Stored dataset items
──────
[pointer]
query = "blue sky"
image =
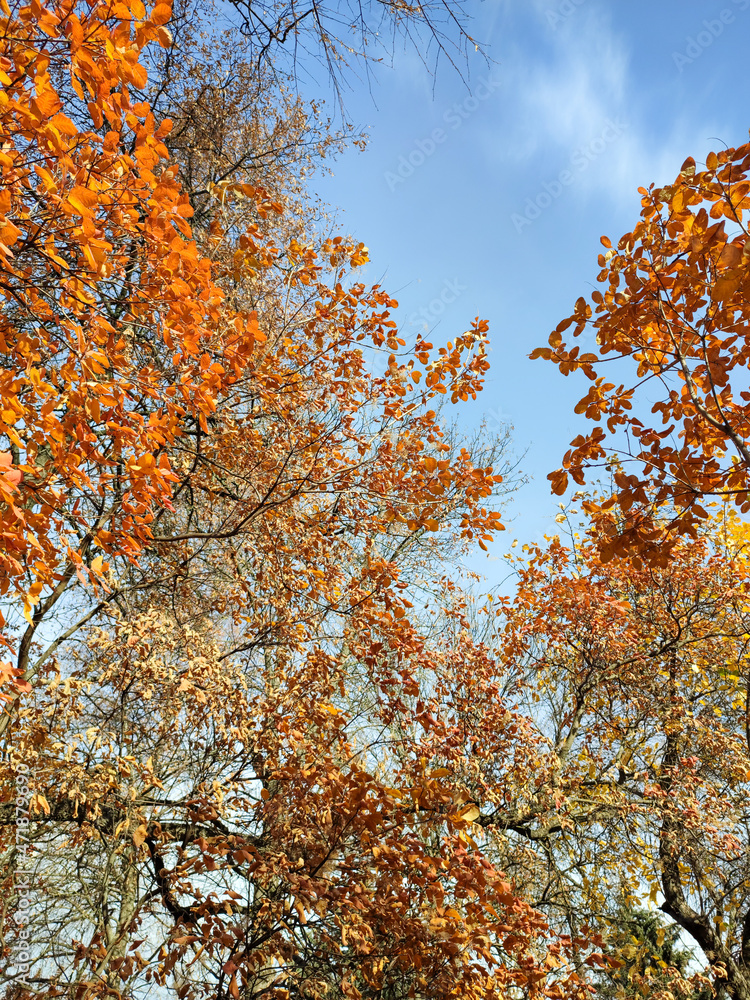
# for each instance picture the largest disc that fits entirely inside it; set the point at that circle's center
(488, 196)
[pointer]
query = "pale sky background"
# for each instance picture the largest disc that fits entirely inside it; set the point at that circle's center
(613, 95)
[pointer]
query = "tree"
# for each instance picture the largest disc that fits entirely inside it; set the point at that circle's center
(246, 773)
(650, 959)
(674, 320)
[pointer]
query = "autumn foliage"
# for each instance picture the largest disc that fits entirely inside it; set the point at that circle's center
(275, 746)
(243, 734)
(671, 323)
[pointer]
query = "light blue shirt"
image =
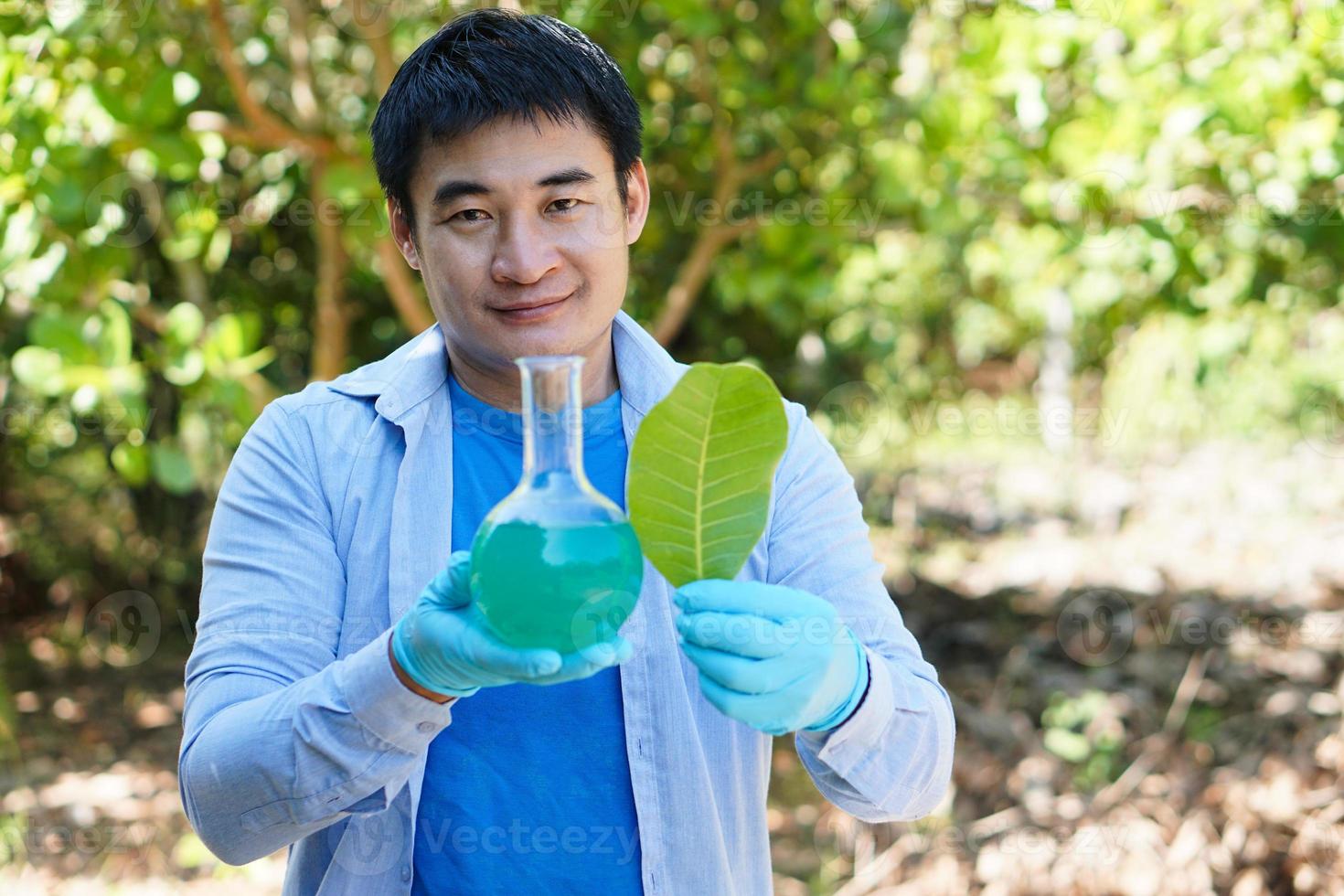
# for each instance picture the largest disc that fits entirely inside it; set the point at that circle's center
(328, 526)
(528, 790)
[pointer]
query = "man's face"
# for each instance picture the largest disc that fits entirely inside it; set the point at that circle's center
──────
### GIVEN PROBLEM
Find every line in the records above that contains the word "blue", and copy each one.

### SOLUTION FOR THIS EXERCISE
query = "blue sky"
query = "light blue shirt"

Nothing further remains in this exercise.